>> BEGIN

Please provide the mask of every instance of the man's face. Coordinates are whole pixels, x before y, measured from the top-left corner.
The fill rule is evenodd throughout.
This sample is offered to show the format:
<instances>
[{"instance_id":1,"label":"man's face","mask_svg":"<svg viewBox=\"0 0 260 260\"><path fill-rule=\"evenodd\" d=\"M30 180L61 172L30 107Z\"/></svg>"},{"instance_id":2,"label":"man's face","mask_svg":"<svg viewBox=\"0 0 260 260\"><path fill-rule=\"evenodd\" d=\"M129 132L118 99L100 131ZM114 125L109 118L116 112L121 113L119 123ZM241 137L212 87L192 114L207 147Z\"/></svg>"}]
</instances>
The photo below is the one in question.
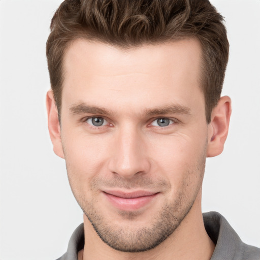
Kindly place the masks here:
<instances>
[{"instance_id":1,"label":"man's face","mask_svg":"<svg viewBox=\"0 0 260 260\"><path fill-rule=\"evenodd\" d=\"M200 55L194 40L127 50L78 40L66 54L61 137L70 185L116 249L157 246L200 199L207 146Z\"/></svg>"}]
</instances>

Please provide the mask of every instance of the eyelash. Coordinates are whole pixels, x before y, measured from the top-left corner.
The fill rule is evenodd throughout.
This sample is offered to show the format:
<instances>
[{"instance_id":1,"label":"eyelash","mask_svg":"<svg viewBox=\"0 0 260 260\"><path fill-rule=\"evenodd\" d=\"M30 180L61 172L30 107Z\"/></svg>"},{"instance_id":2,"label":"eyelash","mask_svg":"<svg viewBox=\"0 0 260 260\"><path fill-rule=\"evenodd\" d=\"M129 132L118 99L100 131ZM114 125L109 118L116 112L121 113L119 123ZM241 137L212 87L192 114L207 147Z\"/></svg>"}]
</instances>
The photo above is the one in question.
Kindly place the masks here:
<instances>
[{"instance_id":1,"label":"eyelash","mask_svg":"<svg viewBox=\"0 0 260 260\"><path fill-rule=\"evenodd\" d=\"M95 125L91 125L91 124L89 124L89 123L87 122L87 121L88 119L89 119L97 118L103 118L104 120L106 120L107 122L108 122L108 124L107 124L106 125L101 125L100 126L95 126ZM158 127L158 128L167 128L168 126L171 126L171 125L172 125L173 124L175 124L175 123L177 123L178 122L178 120L177 119L176 119L176 118L171 118L171 117L156 117L156 118L153 118L152 119L152 120L149 120L150 122L148 124L147 126L148 127L153 126L153 125L152 125L152 123L154 122L154 121L156 121L156 120L159 120L159 119L168 119L168 120L171 121L172 122L170 123L169 125L167 125L167 126L160 126L159 125L157 125L157 126L153 125L153 126L154 126L155 127ZM99 128L100 128L102 127L106 126L107 126L107 125L108 125L109 126L113 126L112 124L108 123L109 120L106 119L106 117L105 117L104 116L89 116L89 117L84 117L82 120L82 121L83 122L84 122L87 123L90 127L91 127L91 128L92 128L93 129L98 129Z\"/></svg>"}]
</instances>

>> END

Objective
Put the stretch of the records from the very start through the line containing "The photo below is the one in question." into a numbered list, one line per item, with blank lines omitted.

The reply
1. Please provide the mask of every instance of the man's face. Coordinates are whole pixels, x before y, measured from the top-left corner.
2. The fill rule is evenodd throughout.
3. This sample is offered to show the format:
4. <instances>
5. [{"instance_id":1,"label":"man's face","mask_svg":"<svg viewBox=\"0 0 260 260\"><path fill-rule=\"evenodd\" d=\"M30 180L61 172L30 107Z\"/></svg>"},{"instance_id":2,"label":"man's face","mask_svg":"<svg viewBox=\"0 0 260 260\"><path fill-rule=\"evenodd\" d=\"M129 132L118 99L100 131ZM114 125L109 118L116 112L121 113L119 123ZM241 137L212 87L192 114L207 147Z\"/></svg>"}]
6. </instances>
7. The photo below is the one in question.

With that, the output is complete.